[[ SELECTED PASSAGE open ]]

After years of waiting, DMK president MK Stalin, 68, was sworn in as the 12th chief minister of Tamil Nadu on Friday. This is the first DMK ministry in a decade and the first since the demise of party patriarch and Stalin’s father, M Karunanidhi. Stalin’s ascent to office comes at a time when Opposition-ruled states are increasingly seen as the bulwark against the centralising governance model of the Narendra Modi government and the BJP’s ideological project of a unitarian India. The Secular Progressive Alliance (SPA) led by DMK had flagged secularism and federalism in the campaign, both defined in opposition to BJP, even though BJP is a marginal player in state politics. As the face of DMK, and of Dravidian politics, Stalin could well be pitchforked into a national role.

[[ SELECTED PASSAGE closed ]]
[[ RECORDS PROVIDED open ]]

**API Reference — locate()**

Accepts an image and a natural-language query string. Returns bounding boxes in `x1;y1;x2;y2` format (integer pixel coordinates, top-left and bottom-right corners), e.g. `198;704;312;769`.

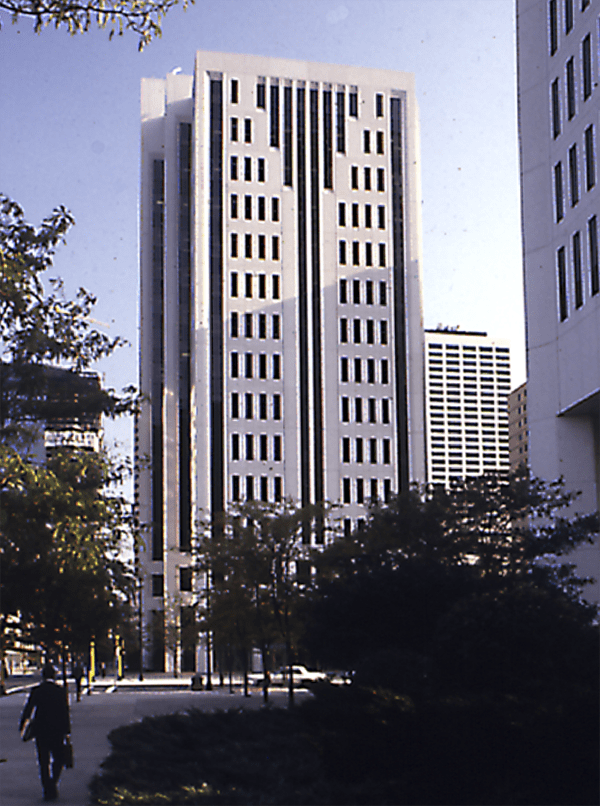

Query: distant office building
138;47;425;666
508;383;529;470
517;0;600;597
425;328;510;492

[[ RECORDS PROVIDED closed ]]

- _USING THE INFORMATION_:
1 - Answer these questions using the passage about MK Stalin:
(a) As which number chief minister of Tamil Nadu was Stalin sworn in?
(b) How long has it been since the previous DMK ministry?
(c) Which two themes did the Secular Progressive Alliance flag in its campaign?
2 - Return the stretch of the passage about MK Stalin from "After years of" through "a national role.", copied word for word.

- _SOLUTIONS_:
1 -
(a) The 12th.
(b) A decade.
(c) Secularism and federalism.

2 -
After years of waiting, DMK president MK Stalin, 68, was sworn in as the 12th chief minister of Tamil Nadu on Friday. This is the first DMK ministry in a decade and the first since the demise of party patriarch and Stalin’s father, M Karunanidhi. Stalin’s ascent to office comes at a time when Opposition-ruled states are increasingly seen as the bulwark against the centralising governance model of the Narendra Modi government and the BJP’s ideological project of a unitarian India. The Secular Progressive Alliance (SPA) led by DMK had flagged secularism and federalism in the campaign, both defined in opposition to BJP, even though BJP is a marginal player in state politics. As the face of DMK, and of Dravidian politics, Stalin could well be pitchforked into a national role.